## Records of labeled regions

▼

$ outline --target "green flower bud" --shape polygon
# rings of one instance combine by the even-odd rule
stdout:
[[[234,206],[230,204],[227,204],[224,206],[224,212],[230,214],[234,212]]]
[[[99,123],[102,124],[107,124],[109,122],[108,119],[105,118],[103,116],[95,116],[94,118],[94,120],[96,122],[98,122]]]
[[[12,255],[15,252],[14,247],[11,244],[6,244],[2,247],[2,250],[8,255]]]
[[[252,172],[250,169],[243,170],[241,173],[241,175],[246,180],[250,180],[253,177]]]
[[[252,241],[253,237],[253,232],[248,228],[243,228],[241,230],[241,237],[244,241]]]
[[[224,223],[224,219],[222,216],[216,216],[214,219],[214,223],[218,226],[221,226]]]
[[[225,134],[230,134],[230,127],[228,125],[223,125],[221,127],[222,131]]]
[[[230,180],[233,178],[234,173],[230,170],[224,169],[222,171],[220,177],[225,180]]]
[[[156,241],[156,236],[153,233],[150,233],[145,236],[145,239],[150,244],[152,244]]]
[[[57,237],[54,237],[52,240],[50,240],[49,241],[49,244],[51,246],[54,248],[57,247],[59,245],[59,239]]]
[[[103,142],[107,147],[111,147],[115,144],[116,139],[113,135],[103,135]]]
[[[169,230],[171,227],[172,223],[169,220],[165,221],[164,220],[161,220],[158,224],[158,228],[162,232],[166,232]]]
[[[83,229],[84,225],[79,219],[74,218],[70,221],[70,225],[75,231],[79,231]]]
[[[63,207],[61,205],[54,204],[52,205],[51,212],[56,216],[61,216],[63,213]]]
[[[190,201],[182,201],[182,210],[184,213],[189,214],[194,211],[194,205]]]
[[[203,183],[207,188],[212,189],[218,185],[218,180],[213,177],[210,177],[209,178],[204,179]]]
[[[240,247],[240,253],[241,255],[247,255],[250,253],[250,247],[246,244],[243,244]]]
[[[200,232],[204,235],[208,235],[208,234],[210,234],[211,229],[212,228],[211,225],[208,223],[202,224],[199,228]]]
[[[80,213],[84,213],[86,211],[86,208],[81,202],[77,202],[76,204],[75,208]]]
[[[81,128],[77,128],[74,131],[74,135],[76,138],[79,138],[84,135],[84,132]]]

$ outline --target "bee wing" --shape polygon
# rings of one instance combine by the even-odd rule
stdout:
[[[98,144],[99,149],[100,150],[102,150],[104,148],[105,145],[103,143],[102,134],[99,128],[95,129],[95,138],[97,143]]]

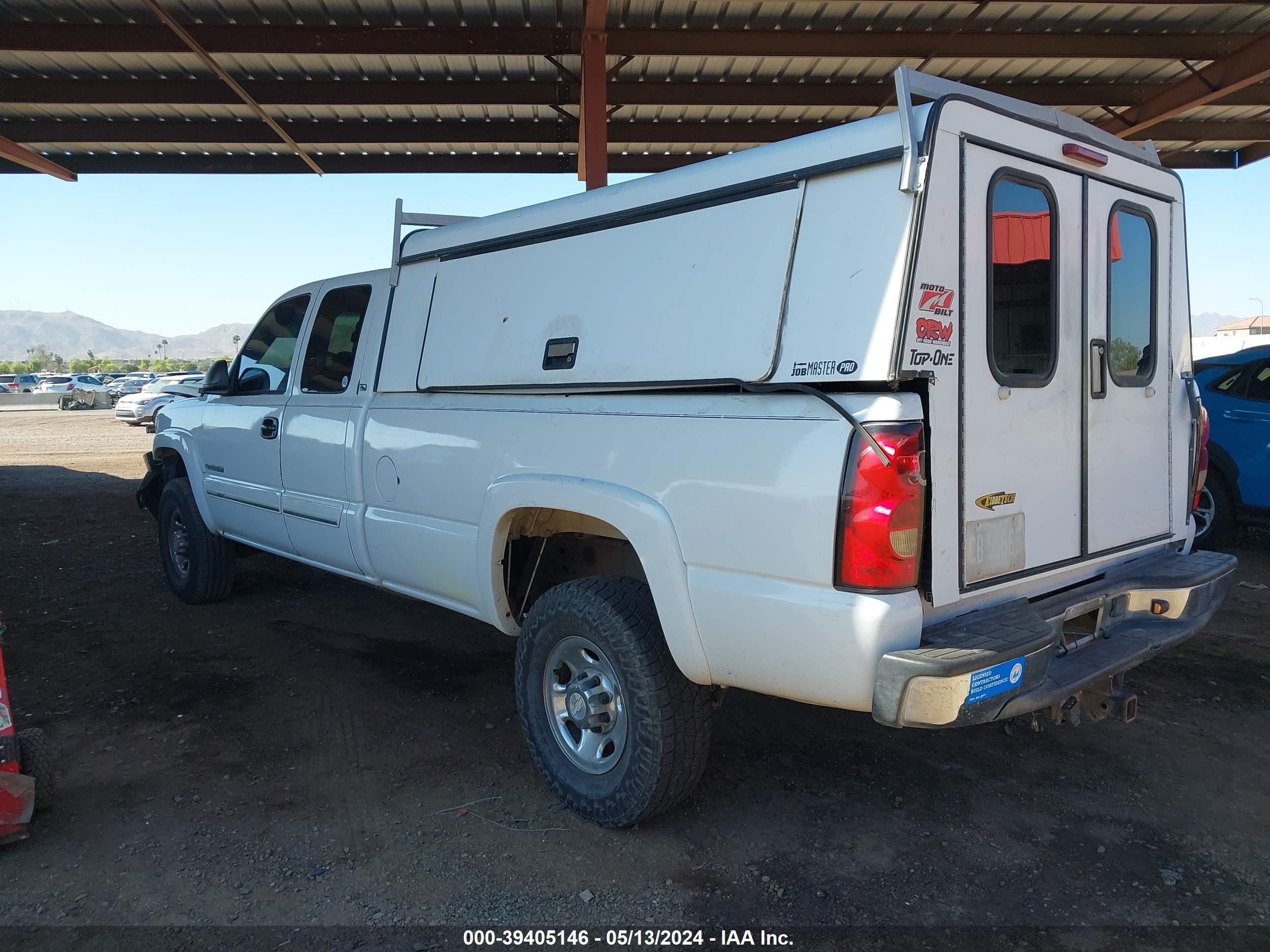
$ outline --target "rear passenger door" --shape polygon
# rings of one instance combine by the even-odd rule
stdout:
[[[1229,420],[1223,429],[1236,434],[1232,452],[1238,453],[1241,501],[1270,509],[1270,360],[1252,366],[1243,395],[1222,411]]]
[[[210,397],[199,444],[203,489],[217,528],[282,553],[293,551],[282,520],[278,434],[292,362],[318,286],[271,307],[230,367],[230,391]]]
[[[1170,533],[1172,255],[1167,203],[1097,179],[1087,188],[1086,532],[1097,555]]]
[[[323,284],[282,424],[282,512],[291,545],[304,559],[358,575],[349,537],[351,418],[373,382],[378,354],[363,330],[371,307],[384,310],[385,294],[382,281]]]

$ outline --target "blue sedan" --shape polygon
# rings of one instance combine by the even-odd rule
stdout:
[[[1208,480],[1195,510],[1204,548],[1270,526],[1270,344],[1195,362],[1208,409]]]

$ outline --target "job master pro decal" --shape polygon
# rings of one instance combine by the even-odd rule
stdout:
[[[837,373],[848,377],[860,369],[855,360],[795,360],[791,377],[828,377]]]

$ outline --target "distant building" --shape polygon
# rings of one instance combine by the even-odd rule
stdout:
[[[1219,338],[1240,338],[1247,334],[1270,334],[1270,315],[1241,317],[1237,321],[1223,324],[1217,329],[1217,336]]]

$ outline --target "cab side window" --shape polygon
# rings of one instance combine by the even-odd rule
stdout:
[[[1156,373],[1156,227],[1116,203],[1107,223],[1107,367],[1121,387]]]
[[[234,393],[282,393],[291,376],[309,294],[279,301],[260,319],[235,360]]]
[[[1008,387],[1044,387],[1058,357],[1058,218],[1036,179],[998,175],[989,192],[988,367]]]
[[[371,286],[331,288],[318,306],[305,348],[300,388],[306,393],[343,393],[353,376],[357,341],[371,302]]]

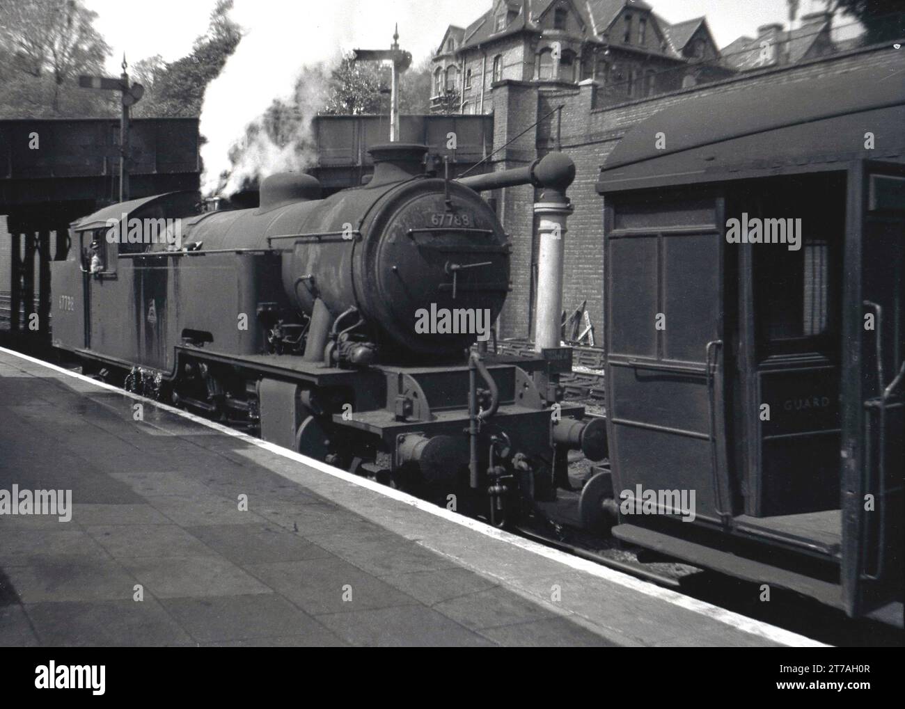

▲

## TASK INSTRUCTIONS
List every line of the items above that contains the string "shape".

## RESULT
$ outline --target "green flower bud" --shape polygon
$ outline --target "bee wing" --shape polygon
$ outline --target "rear passenger door" --shape polygon
$ outline --target "blue sedan" --shape polygon
$ outline --target "job master pro decal" --shape polygon
$ outline --target "distant building" --shape polygon
$ outline --target "cab side window" --shape polygon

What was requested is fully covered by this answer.